● **Given problem**: Rewrite the lines starting at the one containing "Would you be able to point to the thin" and ending at the one containing "Would you be able to point to the tree canopy in", substituting "image" for every "photo" and keeping everything else the same. Leave the pictures out of your answer.

● **Extracted records**:
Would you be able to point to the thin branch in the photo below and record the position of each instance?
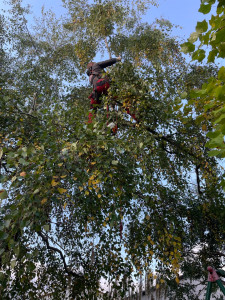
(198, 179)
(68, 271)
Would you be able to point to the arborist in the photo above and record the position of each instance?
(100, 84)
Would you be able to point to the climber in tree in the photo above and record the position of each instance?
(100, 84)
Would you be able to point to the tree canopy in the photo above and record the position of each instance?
* * *
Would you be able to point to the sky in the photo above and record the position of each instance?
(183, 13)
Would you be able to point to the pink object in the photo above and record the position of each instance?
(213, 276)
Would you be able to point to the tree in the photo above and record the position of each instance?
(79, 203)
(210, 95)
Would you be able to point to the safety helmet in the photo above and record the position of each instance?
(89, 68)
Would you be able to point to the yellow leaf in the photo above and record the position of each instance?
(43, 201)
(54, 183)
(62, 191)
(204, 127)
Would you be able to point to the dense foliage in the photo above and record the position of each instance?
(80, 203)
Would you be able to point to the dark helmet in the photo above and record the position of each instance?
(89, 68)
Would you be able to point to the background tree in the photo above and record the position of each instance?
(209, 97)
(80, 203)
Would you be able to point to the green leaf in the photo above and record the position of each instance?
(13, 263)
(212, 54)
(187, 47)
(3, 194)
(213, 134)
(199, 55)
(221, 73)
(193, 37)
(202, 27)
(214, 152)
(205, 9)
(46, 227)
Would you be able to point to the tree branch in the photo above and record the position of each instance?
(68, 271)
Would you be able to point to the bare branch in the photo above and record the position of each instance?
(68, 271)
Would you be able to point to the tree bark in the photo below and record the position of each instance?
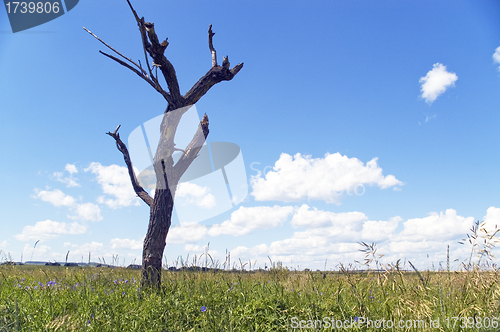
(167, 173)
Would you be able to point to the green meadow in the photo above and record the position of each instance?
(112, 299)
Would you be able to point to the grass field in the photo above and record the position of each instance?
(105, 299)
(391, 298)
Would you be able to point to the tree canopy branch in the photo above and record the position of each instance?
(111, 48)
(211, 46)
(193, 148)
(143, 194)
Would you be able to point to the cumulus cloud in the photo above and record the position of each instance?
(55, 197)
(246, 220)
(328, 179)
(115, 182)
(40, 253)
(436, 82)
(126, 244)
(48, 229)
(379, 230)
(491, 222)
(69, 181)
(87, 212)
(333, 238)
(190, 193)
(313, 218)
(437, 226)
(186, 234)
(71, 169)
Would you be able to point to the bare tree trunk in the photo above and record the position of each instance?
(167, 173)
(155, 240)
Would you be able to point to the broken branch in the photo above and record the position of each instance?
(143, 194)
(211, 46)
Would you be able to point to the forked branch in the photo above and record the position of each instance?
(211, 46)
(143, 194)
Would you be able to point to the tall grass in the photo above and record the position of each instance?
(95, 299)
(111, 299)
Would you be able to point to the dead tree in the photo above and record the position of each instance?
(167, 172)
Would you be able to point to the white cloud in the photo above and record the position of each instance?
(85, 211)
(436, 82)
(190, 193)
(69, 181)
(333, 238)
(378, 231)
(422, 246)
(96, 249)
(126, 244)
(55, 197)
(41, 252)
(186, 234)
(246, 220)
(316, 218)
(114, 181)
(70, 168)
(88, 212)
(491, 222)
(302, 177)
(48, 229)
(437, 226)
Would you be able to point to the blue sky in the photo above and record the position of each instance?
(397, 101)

● **Result of this exercise**:
Would you be able to point to the thin branch in the image below and record the position of each instance?
(198, 179)
(68, 271)
Would you be able to point to the arborist in the image above and record the position of each instance?
(100, 84)
Would you be able to point to the climber in tree in the image above and record the position of each instance?
(100, 84)
Would you be able to point to the tree canopy in the image above and record the position of each instance?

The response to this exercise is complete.